### [Brief]
Here is a block of entries. Write out its lines exactly, from the first through the one containing "column 362, row 401".

### [Stored data entries]
# # #

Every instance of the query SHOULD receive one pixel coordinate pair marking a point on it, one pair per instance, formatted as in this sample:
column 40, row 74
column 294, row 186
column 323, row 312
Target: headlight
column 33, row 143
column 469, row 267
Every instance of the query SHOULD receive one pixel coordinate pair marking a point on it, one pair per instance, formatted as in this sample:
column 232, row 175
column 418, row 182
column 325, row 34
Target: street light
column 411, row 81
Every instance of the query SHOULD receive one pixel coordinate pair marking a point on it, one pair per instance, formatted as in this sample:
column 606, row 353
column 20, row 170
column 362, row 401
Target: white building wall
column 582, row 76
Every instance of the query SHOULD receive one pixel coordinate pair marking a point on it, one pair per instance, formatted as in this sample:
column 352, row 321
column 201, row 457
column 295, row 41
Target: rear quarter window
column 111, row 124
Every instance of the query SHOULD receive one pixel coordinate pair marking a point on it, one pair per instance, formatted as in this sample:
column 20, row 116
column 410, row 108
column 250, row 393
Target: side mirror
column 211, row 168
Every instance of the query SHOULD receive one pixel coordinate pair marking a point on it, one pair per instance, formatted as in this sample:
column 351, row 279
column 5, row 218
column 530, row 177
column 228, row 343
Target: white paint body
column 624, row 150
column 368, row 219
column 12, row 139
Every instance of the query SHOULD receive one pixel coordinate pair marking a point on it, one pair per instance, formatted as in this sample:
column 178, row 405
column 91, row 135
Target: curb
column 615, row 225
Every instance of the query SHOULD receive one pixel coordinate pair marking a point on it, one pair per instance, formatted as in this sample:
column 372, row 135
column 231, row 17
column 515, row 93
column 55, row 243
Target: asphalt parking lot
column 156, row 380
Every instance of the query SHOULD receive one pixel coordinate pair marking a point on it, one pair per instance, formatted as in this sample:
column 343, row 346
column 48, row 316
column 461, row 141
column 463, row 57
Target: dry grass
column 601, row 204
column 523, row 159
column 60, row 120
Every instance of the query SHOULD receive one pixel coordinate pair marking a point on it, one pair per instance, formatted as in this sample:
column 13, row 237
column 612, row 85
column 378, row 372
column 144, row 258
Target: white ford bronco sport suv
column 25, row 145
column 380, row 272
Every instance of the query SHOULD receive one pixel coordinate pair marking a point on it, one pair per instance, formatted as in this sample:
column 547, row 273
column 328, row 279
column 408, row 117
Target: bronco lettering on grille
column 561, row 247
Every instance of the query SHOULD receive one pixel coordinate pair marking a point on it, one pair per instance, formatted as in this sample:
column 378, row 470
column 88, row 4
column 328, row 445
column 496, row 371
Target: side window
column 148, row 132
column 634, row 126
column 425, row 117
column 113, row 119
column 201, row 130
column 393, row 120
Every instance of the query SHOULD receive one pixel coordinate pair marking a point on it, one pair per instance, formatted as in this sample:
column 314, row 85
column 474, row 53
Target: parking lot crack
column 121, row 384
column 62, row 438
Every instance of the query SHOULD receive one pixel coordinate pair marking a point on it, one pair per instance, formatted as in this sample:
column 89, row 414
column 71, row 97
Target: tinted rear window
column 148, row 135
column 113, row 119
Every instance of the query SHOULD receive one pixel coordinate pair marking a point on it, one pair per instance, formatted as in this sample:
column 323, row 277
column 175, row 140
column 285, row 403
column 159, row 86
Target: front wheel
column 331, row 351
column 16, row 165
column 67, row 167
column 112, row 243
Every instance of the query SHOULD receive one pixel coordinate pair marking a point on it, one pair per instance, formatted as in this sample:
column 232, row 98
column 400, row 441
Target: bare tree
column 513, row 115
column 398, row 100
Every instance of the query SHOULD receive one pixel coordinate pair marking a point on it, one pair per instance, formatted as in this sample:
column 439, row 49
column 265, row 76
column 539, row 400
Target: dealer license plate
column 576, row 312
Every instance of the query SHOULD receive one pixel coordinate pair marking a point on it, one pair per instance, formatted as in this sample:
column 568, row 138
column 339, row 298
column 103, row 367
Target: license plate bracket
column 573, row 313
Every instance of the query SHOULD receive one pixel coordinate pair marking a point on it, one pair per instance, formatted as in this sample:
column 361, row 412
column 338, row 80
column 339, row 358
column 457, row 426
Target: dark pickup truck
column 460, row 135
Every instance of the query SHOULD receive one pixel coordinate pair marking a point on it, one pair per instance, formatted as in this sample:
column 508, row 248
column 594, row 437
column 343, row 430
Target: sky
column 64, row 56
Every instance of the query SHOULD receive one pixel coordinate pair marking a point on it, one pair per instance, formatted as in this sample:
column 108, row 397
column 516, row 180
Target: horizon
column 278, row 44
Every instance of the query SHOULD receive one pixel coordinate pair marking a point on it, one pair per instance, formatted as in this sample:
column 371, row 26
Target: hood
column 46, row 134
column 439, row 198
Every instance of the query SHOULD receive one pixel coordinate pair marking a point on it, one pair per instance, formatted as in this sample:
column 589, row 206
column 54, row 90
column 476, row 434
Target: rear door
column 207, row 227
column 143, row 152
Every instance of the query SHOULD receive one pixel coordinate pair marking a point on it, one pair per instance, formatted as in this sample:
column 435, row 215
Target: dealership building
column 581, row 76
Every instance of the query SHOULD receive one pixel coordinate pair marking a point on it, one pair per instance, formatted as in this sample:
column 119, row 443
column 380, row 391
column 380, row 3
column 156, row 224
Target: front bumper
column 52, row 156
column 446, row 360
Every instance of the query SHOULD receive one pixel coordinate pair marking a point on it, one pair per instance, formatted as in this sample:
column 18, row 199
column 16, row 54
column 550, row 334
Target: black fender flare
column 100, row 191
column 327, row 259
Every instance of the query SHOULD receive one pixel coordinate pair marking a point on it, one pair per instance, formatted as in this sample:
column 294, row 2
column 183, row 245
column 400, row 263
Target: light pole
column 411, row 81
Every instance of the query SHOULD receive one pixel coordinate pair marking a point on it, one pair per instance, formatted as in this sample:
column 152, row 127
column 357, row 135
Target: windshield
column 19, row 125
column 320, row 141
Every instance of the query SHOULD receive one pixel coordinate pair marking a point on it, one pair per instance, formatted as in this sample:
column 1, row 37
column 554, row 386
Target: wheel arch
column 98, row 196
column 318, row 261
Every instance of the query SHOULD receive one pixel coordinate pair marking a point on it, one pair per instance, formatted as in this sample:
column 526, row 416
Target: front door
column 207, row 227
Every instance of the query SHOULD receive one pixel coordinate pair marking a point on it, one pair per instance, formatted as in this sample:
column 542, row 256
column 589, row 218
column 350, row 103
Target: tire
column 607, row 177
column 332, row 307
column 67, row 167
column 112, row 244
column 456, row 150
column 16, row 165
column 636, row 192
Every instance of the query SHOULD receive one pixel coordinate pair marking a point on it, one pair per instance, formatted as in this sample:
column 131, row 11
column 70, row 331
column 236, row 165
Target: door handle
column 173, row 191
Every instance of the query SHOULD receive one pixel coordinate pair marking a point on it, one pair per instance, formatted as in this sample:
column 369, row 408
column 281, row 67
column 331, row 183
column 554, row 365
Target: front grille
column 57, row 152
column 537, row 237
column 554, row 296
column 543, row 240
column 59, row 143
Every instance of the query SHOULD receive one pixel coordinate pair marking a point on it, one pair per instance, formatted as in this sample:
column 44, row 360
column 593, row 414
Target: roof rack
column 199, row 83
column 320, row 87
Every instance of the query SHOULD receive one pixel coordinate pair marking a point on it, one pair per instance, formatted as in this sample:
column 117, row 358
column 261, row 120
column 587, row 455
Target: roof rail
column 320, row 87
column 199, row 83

# # #

### [Response]
Every instance of the query SHOULD receive one pixel coordinate pair marking a point on it, one pair per instance, formatted as in this sample:
column 40, row 74
column 294, row 186
column 323, row 312
Target: headlight
column 33, row 143
column 469, row 267
Every instance of the query SHOULD receive one pixel coordinate pair marking a point on it, one pair per instance, formatted as in this sample:
column 232, row 175
column 418, row 182
column 325, row 34
Target: street light
column 411, row 81
Every instance of the query SHOULD receive one pixel coordinate pair marking a point on it, one pair per instance, formatted as in this sample:
column 606, row 353
column 20, row 170
column 362, row 401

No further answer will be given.